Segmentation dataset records
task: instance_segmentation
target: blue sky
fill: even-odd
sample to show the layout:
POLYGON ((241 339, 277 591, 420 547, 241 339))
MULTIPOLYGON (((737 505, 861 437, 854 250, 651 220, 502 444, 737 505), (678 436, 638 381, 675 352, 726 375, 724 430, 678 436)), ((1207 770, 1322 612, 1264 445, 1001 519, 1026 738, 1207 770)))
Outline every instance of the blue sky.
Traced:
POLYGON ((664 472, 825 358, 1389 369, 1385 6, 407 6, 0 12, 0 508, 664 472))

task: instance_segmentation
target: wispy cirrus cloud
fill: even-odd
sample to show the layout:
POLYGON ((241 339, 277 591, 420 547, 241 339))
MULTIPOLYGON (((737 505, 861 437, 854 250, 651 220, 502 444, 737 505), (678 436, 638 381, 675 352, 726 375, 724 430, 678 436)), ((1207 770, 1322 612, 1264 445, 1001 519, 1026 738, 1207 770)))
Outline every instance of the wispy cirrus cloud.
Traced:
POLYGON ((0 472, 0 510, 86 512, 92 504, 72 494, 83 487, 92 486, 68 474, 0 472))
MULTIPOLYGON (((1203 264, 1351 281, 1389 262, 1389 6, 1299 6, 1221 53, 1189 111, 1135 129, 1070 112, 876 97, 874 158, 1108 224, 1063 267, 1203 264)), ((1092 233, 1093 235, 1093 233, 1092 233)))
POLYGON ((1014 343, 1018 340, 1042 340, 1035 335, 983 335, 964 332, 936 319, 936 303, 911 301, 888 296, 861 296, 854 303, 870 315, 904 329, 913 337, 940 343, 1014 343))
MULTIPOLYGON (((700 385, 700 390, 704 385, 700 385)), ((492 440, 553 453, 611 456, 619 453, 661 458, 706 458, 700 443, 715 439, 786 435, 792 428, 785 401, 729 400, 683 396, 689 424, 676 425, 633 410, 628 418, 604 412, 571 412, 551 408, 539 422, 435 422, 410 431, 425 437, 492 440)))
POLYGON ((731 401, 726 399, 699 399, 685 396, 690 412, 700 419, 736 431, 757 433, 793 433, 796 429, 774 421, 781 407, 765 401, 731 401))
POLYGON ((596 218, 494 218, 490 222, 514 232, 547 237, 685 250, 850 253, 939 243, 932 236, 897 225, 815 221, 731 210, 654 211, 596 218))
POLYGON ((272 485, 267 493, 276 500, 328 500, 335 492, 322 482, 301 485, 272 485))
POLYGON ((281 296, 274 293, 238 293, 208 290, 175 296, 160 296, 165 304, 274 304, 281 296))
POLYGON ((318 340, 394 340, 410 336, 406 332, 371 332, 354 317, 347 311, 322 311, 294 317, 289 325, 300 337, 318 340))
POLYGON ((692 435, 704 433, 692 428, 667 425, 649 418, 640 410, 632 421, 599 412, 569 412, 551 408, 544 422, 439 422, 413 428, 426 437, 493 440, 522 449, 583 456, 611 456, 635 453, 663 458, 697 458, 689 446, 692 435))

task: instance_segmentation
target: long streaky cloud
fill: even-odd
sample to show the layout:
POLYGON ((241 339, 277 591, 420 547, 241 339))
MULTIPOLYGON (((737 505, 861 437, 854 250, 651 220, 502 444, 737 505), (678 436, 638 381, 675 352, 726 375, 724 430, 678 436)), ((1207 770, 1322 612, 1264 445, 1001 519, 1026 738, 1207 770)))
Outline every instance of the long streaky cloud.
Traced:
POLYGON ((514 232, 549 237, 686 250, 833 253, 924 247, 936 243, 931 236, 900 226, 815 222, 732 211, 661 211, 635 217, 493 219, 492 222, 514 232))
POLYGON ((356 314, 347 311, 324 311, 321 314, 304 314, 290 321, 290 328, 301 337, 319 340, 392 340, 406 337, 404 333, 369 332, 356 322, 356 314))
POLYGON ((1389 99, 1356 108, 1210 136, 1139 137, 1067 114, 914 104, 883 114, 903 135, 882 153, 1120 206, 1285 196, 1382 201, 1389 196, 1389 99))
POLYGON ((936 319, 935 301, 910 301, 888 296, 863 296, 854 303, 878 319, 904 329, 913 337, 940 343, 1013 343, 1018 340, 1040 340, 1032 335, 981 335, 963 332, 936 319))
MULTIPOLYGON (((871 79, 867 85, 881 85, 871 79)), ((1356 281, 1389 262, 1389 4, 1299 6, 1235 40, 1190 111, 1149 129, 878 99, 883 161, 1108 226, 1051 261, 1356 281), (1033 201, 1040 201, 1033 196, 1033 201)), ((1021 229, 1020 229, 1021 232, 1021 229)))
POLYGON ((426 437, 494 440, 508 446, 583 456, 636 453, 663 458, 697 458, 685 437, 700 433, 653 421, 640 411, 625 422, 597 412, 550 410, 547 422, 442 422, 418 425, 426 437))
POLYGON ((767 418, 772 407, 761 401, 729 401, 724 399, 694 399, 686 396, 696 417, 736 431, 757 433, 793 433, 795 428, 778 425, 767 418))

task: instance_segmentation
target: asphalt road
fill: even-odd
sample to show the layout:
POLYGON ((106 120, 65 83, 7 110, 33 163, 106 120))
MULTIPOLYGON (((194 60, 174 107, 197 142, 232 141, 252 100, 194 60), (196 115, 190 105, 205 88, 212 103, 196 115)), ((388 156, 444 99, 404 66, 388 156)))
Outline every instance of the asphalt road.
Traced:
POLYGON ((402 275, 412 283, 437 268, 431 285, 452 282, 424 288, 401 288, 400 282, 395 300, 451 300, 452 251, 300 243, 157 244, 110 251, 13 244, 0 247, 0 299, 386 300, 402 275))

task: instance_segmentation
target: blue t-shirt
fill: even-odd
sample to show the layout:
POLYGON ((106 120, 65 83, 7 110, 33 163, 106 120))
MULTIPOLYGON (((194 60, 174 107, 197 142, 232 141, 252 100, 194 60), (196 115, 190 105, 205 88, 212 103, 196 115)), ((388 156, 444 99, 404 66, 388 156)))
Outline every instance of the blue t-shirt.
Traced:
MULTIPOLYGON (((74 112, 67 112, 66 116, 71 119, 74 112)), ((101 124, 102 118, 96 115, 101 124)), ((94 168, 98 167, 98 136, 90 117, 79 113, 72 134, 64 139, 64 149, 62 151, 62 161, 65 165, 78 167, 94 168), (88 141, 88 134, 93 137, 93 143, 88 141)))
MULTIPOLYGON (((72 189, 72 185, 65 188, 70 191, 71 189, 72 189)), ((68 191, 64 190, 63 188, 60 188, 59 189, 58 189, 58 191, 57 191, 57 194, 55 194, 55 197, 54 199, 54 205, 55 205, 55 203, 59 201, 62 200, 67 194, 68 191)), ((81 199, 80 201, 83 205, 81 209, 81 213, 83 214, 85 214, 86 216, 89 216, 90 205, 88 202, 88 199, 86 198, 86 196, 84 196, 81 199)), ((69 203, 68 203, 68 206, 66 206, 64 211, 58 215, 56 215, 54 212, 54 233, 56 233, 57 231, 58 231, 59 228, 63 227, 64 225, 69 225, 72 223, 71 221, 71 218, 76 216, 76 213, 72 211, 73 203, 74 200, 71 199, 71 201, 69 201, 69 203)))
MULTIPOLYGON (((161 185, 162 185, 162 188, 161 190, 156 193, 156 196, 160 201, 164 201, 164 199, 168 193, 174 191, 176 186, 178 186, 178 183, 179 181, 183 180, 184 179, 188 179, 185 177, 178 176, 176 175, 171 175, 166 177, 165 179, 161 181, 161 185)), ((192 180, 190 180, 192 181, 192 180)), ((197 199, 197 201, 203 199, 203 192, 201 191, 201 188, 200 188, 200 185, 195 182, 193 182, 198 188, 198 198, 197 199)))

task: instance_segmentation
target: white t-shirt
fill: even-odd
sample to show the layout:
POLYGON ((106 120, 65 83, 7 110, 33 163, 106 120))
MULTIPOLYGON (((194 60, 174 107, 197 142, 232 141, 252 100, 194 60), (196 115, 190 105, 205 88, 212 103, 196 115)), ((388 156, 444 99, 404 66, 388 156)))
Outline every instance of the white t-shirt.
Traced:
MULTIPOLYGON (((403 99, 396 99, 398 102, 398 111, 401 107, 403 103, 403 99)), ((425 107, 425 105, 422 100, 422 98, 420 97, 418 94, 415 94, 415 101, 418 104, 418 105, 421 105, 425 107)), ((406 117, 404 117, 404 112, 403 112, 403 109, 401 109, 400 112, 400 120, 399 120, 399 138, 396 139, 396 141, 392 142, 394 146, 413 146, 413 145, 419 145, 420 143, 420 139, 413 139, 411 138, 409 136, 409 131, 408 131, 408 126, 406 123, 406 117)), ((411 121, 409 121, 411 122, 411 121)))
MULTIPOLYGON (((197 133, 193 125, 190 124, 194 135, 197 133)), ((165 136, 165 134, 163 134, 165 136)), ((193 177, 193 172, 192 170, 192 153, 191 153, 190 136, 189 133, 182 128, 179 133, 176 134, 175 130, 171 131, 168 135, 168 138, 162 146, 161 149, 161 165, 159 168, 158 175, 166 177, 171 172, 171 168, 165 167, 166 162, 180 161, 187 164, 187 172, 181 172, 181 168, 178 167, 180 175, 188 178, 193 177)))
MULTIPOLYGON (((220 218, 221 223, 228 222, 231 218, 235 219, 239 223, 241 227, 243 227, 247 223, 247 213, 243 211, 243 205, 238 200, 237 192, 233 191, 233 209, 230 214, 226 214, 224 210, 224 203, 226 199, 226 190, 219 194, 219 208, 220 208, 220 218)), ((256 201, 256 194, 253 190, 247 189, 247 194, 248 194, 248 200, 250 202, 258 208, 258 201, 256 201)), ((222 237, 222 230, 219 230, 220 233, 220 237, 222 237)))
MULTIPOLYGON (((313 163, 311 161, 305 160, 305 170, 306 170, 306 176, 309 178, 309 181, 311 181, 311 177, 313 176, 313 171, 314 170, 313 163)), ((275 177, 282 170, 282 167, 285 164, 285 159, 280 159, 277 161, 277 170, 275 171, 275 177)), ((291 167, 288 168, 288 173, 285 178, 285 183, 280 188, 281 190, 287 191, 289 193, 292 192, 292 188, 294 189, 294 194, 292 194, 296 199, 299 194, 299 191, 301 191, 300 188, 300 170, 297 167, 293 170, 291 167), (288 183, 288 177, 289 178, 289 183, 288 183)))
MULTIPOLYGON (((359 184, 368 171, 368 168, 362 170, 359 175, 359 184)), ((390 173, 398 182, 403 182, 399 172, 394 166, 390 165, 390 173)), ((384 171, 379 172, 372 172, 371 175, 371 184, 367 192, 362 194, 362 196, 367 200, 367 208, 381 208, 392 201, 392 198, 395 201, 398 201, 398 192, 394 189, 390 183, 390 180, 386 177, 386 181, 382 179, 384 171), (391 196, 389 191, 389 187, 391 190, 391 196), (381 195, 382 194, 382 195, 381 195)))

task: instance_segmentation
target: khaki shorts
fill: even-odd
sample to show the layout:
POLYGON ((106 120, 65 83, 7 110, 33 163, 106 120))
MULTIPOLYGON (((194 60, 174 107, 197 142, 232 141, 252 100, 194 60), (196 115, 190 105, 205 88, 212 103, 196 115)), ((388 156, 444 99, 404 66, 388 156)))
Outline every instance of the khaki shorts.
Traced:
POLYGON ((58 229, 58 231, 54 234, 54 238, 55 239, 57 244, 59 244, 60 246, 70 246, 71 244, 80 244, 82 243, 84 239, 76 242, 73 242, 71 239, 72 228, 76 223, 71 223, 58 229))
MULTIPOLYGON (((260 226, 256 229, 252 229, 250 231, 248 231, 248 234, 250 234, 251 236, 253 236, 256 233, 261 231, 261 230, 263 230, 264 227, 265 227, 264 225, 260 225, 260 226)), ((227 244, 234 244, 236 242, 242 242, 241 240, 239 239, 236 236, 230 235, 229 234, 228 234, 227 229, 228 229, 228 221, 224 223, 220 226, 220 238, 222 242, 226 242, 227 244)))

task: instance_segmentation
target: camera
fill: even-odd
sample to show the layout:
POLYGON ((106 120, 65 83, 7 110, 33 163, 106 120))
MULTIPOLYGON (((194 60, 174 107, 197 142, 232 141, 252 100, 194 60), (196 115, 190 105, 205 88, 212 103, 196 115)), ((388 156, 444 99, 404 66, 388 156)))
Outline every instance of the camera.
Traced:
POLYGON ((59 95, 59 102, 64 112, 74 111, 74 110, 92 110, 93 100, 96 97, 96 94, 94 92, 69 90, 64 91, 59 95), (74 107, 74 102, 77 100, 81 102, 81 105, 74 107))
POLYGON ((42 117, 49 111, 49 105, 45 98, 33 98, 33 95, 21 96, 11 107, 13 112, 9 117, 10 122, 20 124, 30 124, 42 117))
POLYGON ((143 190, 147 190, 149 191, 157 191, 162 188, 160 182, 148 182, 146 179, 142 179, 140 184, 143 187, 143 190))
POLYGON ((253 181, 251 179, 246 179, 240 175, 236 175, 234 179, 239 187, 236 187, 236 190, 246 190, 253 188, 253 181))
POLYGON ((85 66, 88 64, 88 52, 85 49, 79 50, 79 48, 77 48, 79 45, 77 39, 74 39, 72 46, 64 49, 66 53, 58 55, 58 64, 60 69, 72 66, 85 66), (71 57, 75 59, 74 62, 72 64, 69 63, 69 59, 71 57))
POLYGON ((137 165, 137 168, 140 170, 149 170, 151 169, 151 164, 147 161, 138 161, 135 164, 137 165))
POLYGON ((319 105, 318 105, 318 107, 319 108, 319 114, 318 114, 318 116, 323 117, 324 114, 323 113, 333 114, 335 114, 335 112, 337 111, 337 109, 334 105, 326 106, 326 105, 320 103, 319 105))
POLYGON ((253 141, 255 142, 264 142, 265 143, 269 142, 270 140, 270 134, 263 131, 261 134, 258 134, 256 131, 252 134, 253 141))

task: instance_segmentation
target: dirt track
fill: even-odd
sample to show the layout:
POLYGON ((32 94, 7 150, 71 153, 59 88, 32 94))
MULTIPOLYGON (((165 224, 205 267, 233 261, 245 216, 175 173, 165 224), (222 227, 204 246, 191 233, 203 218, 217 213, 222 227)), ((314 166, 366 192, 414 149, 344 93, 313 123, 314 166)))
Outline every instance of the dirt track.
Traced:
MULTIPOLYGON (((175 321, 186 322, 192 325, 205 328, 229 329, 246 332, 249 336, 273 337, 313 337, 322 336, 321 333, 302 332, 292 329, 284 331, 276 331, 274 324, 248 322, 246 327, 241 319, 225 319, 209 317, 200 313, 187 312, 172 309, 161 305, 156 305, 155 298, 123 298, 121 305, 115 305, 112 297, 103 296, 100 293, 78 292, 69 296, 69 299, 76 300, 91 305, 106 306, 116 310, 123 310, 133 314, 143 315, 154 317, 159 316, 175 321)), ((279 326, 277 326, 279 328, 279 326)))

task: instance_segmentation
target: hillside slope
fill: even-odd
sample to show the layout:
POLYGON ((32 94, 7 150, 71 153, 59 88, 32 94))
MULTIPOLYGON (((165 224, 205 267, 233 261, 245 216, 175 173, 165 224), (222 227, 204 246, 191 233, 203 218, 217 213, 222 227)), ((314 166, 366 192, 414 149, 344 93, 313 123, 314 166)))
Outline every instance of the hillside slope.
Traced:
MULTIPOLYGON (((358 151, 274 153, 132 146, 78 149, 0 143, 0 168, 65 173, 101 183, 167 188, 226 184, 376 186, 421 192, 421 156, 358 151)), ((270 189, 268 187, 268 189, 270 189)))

### SET TASK
Please copy the material above from its first line through the line that contains "POLYGON ((664 472, 825", substituting "open sky" for "blue sky" and changing nothing else. Give only those lines.

### TASK SOLUTION
task: instance_segmentation
target: open sky
fill: even-odd
sample to show the layout:
POLYGON ((241 339, 277 591, 420 547, 241 339))
MULTIPOLYGON (((737 505, 861 437, 854 250, 651 220, 502 444, 737 505), (678 436, 638 381, 675 352, 726 375, 724 430, 678 436)), ((1207 770, 1322 612, 1264 445, 1001 519, 1026 738, 1207 770)))
Outline every instance of the open sky.
Traced:
POLYGON ((664 472, 825 358, 1389 369, 1385 6, 407 6, 0 12, 0 508, 664 472))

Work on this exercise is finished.